## Document excerpt
========================================

Alas, you may be out of touch with reality. I agree that many conservatives concur with your position however, the core of the "new" Conservative party tend toward authoritarianism imported from south of the border via the religious right. This group *strongly* believe that they have moral authority on their side and, as such, have no qualms telling anyone and everyone what they can and cannot do. *That's* precisely why they will not dislodge the Liberals anytime soon.


----------



## used to be jwoodget (Aug 22, 2002)

Precisely daBoss. Harper has put a lot of "faith" in counting on ethnic minorities supporting the anti-same-sex marriage stance his party is proffering. However, those same minorities are not so stupid to recognize that this is akin to a minority rights issue. The adverts targeting ethnic minorities in the big cities are not working and are, in fact, raising more doubts about how much Harper is being influenced by the Religious Right. He needs to shake that perception off if he is to make any headway. The ways things stand, Harper is being labelled as a regressive while the bumbling Martin is seen as progressive. Harper is an effective orator (far more than Martin) yet people do care about what comes out of these guys mouths.

It is utterly remarkable how the dithering Liberals are actually making ground where the Conservatives are losing ground - considering the situation. The reason has to be related to the Conservative platform. It is too rural and regressive.

I don't think anyone can call the result of the next election, but if I were a Conservative, I'd be looking over at the Ontario Conservative Party and wishing John Tory was standing where Stephen Harper is now. He is the wrong man for the wrong time. Indeed, his time was at least 20 years ago.


----------



## TroutMaskReplica (Feb 28, 2003)

i wish we could stop calling them conservatives. this the reform party - remember the hostile takeover of the conservative party after peter mackay's betrayal?


----------



## Dudireno (Jan 17, 2005)

The US is becoming more and more conservative since Clinton left. Its talk radio that is having a big influence down here. Maybe it is spreading north.


----------



## K_OS (Dec 13, 2002)

If the NEO-Cons bring down the government they will pay dearly for it as the Canadian public doesn't want another election so close to the last one.

Laterz


----------



## used to be jwoodget (Aug 22, 2002)

Dudireno,

Do you really think talk radio (and FoxNews, et al.) are having an influence or is it that people are not bothering to find the facts and just sucking in this dribble? After the US election, we had an excellent thread on the polarization of the US. Many people pointed out that although there are "red" and "blue" states, the distribution of voters was fairly even (and close). And there seem to be a fair number of left-wing commentators too (Al Franken, Michael Moore). I don't think these people lead public opinion, they follow it and over-simplify it.

========================================

## Prompt A
Can you reproduce the rows from the line containing "TARGET: small roof gable" through the end of the rows, keeping every line, but with each coordinate in the answers multiplied by 0.55 and rounded to a whole number, halves rounding up?

========================================

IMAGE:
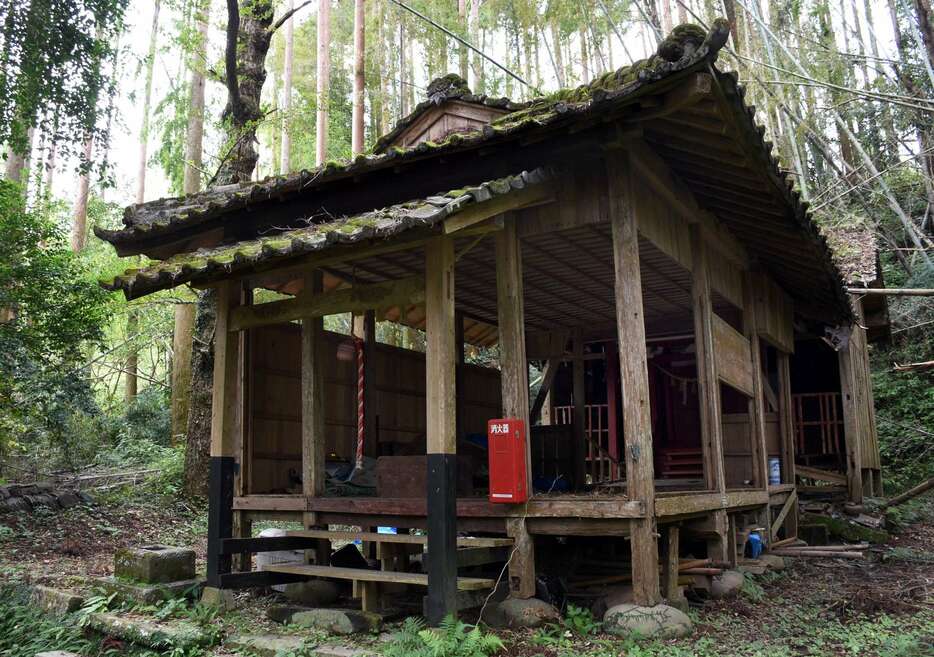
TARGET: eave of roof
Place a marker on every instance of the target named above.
(222, 261)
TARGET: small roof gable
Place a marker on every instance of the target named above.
(447, 96)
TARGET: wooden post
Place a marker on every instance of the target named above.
(851, 424)
(367, 331)
(515, 387)
(440, 368)
(786, 424)
(708, 384)
(637, 416)
(580, 410)
(672, 551)
(225, 426)
(757, 403)
(313, 432)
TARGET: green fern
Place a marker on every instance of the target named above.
(453, 638)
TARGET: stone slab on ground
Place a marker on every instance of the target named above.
(283, 613)
(516, 613)
(56, 601)
(727, 584)
(148, 633)
(221, 599)
(312, 593)
(149, 594)
(339, 621)
(154, 564)
(660, 621)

========================================

## Prompt B
Output the part of the forum thread that opens with the words containing "i wish we could" and closes with "peter mackay's betrayal?", copied word for word.

## Task result A
TARGET: small roof gable
Place a marker on every instance of the target named above.
(246, 53)
TARGET: wooden post
Place a marker on every instance of the target named above.
(468, 233)
(202, 182)
(283, 213)
(242, 202)
(432, 233)
(389, 211)
(350, 229)
(319, 226)
(370, 303)
(124, 234)
(416, 222)
(172, 238)
TARGET: green fern
Place a marker on every instance of the target named above.
(249, 351)
TARGET: stone slab on ground
Place a marker on every instance of the target named above.
(156, 337)
(284, 337)
(31, 331)
(400, 321)
(81, 348)
(122, 329)
(172, 326)
(82, 327)
(186, 342)
(85, 310)
(363, 342)

## Task result B
i wish we could stop calling them conservatives. this the reform party - remember the hostile takeover of the conservative party after peter mackay's betrayal?